# Work required
Put the rows into a numbered list with blank lines omitted, taking everything from the start of the rows down to the line that contains "[[[9,14],[9,158],[68,158],[65,0],[10,2]]]", both ends included.

--- Start Records supplied ---

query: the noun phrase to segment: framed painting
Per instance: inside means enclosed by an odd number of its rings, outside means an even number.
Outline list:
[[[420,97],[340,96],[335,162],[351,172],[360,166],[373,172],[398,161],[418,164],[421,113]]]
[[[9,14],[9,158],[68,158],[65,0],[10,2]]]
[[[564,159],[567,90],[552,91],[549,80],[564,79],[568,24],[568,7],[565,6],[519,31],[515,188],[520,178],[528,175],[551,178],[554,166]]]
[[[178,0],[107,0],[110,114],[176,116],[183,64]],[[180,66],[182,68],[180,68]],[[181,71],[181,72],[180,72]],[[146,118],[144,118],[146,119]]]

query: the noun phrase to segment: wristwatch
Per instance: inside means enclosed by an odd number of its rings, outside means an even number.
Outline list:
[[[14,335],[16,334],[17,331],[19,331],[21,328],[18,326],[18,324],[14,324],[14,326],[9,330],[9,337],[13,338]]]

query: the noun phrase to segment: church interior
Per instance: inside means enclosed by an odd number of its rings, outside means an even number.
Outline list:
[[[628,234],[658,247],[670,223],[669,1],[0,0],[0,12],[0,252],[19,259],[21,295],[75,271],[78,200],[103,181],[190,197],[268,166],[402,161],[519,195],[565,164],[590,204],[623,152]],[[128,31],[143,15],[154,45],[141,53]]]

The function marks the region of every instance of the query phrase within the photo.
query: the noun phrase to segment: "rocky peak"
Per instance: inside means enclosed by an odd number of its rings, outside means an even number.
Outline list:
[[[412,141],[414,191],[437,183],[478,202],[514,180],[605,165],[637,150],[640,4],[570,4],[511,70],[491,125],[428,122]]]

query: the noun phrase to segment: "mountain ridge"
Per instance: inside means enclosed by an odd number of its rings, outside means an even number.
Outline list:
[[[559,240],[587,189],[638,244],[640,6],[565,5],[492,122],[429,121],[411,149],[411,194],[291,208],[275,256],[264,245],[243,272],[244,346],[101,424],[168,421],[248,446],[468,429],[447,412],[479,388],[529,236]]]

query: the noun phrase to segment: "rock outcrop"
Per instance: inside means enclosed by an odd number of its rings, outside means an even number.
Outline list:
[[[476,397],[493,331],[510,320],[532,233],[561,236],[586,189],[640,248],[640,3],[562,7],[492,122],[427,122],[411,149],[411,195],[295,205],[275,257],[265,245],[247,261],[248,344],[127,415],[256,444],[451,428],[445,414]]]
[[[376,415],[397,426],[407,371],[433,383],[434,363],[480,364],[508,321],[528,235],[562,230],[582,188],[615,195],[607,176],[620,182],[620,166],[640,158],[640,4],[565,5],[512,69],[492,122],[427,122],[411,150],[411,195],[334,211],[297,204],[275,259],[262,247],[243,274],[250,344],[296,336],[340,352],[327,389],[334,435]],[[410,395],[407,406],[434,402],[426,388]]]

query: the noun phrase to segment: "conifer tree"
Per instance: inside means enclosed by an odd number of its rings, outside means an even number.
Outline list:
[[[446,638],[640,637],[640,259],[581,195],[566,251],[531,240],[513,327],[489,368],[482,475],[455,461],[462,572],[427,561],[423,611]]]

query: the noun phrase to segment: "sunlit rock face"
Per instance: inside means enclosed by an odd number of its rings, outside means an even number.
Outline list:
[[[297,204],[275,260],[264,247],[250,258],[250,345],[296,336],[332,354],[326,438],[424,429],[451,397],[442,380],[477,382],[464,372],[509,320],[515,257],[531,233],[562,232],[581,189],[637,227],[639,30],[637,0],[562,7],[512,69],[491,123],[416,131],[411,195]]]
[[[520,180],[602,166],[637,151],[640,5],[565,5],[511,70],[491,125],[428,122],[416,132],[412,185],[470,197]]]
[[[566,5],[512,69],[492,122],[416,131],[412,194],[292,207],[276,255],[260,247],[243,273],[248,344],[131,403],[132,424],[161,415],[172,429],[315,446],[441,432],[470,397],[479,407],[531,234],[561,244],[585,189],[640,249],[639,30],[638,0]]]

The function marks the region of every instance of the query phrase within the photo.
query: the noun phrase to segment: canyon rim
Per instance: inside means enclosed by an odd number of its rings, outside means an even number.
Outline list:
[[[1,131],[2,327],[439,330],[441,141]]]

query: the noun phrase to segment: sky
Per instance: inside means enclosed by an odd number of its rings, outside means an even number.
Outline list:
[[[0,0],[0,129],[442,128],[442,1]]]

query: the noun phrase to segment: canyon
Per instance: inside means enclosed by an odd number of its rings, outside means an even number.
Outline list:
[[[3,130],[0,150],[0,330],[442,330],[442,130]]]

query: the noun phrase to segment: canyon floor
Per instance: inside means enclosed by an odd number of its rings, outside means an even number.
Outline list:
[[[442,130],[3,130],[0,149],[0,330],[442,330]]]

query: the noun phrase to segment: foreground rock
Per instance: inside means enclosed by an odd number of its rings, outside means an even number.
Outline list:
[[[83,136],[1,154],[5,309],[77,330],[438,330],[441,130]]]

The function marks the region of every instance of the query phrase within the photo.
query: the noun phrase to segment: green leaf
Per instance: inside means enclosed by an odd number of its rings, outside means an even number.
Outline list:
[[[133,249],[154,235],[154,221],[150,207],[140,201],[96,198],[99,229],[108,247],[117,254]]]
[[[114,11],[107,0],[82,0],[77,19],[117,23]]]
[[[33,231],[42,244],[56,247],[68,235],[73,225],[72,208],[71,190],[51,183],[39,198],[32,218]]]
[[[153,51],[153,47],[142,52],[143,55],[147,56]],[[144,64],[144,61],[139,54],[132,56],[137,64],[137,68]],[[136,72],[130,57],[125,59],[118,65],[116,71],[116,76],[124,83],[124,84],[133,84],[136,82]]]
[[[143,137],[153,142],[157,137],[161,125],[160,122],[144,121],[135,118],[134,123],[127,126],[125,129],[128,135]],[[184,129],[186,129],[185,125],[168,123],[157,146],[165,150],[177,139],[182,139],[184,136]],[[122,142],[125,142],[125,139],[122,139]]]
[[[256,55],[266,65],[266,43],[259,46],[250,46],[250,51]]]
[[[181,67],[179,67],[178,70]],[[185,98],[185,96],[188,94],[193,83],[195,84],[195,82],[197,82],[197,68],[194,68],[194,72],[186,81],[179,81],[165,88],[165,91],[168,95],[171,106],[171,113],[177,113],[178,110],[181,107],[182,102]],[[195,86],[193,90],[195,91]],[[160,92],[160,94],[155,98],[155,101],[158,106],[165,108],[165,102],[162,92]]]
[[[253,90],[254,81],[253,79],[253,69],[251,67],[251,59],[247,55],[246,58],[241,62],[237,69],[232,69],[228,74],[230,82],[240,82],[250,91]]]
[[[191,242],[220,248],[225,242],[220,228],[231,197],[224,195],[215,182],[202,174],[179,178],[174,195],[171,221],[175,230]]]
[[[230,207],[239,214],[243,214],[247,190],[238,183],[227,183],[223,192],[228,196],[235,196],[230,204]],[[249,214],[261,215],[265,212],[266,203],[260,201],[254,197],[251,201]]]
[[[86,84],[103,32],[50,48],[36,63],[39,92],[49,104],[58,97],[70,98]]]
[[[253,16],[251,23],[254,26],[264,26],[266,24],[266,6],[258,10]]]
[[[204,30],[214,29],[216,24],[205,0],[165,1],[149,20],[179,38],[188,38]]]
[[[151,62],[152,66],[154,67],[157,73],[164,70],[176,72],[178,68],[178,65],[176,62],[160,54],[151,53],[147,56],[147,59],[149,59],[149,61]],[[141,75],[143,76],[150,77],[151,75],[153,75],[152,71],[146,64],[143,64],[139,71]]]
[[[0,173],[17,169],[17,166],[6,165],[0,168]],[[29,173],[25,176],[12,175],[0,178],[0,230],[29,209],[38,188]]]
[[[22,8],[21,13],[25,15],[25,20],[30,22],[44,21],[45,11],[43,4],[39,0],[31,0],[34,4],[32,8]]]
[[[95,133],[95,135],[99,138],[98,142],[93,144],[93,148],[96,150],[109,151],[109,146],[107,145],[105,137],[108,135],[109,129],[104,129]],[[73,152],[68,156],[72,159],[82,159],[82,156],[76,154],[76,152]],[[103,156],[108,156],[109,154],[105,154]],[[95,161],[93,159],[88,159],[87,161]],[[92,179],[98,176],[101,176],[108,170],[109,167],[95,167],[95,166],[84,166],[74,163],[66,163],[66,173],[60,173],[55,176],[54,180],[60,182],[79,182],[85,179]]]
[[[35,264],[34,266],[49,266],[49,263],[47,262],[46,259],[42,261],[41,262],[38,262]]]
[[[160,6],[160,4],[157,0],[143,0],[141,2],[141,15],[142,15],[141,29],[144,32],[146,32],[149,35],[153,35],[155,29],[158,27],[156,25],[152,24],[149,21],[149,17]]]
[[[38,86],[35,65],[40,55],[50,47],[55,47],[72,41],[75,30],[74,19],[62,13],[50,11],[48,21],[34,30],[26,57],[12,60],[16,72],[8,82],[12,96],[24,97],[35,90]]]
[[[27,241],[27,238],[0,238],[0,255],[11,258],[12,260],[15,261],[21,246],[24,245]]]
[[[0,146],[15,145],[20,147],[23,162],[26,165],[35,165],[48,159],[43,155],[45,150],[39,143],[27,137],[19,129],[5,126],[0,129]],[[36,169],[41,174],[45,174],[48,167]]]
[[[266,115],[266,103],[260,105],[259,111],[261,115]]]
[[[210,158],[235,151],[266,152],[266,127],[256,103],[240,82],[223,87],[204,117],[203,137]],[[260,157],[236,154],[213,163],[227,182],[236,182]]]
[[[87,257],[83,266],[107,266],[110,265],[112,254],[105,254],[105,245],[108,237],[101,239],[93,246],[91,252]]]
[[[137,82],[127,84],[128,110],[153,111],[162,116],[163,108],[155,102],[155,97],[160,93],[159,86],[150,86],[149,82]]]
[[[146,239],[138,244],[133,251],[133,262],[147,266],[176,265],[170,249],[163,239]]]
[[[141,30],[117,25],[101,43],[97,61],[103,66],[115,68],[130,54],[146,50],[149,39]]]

--- End Records supplied ---

# Result of this exercise
1. query: the noun phrase to segment: framed painting
2. Per instance: inside means enclosed by an odd number of its rings, outside means an even number.
3. Outline list:
4. [[[420,97],[340,96],[335,162],[351,172],[360,166],[373,172],[398,161],[418,164],[421,113]]]
5. [[[9,14],[9,158],[68,158],[65,0],[10,2]]]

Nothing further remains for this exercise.